**EXERCISE BRIEF:**
Return the lines below exactly as they appear, please, starting with the first and ending with the one that contains "126L151 45L99 15L50".

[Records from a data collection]
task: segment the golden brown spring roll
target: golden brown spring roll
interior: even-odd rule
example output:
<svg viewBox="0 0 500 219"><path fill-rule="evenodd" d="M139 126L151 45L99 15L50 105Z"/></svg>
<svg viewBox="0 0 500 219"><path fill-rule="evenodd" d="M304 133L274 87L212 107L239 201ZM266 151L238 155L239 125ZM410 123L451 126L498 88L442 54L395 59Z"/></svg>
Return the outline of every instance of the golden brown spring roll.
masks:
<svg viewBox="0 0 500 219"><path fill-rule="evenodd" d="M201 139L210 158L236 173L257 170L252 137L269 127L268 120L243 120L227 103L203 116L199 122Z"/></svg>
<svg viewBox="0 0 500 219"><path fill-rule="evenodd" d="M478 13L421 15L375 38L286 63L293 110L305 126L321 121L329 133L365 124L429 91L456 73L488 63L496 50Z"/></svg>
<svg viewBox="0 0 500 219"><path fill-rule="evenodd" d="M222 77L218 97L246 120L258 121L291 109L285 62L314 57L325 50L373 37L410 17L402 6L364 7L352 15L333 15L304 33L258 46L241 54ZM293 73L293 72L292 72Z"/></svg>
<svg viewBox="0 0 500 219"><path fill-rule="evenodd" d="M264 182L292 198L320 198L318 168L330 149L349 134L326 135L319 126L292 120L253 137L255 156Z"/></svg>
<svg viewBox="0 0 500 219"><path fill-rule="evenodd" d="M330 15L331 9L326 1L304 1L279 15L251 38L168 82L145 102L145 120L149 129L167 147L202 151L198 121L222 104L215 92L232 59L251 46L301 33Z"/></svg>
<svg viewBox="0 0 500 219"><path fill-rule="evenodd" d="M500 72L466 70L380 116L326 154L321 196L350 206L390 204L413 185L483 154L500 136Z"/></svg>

**OUTPUT FOR THIS TASK:**
task: segment the golden brown spring roll
target: golden brown spring roll
interior: even-odd rule
example output:
<svg viewBox="0 0 500 219"><path fill-rule="evenodd" d="M139 126L151 45L99 15L50 105Z"/></svg>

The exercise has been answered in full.